Shape boundary records:
☆ ☆ ☆
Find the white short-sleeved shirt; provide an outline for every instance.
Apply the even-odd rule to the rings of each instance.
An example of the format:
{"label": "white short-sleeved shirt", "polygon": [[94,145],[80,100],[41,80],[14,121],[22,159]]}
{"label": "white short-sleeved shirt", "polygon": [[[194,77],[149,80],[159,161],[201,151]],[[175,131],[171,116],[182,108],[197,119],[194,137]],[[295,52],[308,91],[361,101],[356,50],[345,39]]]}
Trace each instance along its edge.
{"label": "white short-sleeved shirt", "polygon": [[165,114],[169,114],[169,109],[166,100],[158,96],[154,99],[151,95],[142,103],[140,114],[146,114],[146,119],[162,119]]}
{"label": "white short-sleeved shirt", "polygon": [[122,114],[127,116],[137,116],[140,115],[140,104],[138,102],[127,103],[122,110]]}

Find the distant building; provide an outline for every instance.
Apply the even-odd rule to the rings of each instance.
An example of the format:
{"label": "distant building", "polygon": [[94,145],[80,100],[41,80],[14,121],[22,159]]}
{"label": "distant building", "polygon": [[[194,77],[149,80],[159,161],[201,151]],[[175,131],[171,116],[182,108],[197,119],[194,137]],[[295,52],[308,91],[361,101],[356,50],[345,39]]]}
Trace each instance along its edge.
☆ ☆ ☆
▶ _JOB_: Rewrite all the records above with "instance" swapped for "object" everywhere it appears, leaving everything else as it is.

▶ _WRITTEN RESPONSE_:
Find the white short-sleeved shirt; provide an outline for every object.
Apply the even-odd rule to the rings of each object.
An example of the format:
{"label": "white short-sleeved shirt", "polygon": [[94,145],[80,100],[41,80],[14,121],[22,159]]}
{"label": "white short-sleeved shirt", "polygon": [[[194,77],[149,80],[159,161],[201,151]],[[175,131],[171,116],[182,108],[197,119],[194,137]],[[295,52],[308,91],[361,101],[356,50],[345,39]]]}
Trace each object along its edge.
{"label": "white short-sleeved shirt", "polygon": [[165,114],[169,114],[169,109],[166,100],[158,96],[154,99],[151,95],[142,103],[140,114],[146,114],[146,119],[162,119]]}
{"label": "white short-sleeved shirt", "polygon": [[122,114],[127,116],[137,116],[140,115],[140,104],[138,102],[127,103],[122,110]]}

Find the distant building; provide an outline for every object.
Apply the even-odd rule to the rings of each object.
An example of the format:
{"label": "distant building", "polygon": [[94,145],[80,100],[41,80],[14,121],[22,159]]}
{"label": "distant building", "polygon": [[[194,77],[149,80],[159,161],[201,151]],[[175,131],[171,116],[182,108],[197,119],[194,137]],[[295,52],[308,91],[361,101],[356,50],[345,39]]]}
Trace each object along its edge.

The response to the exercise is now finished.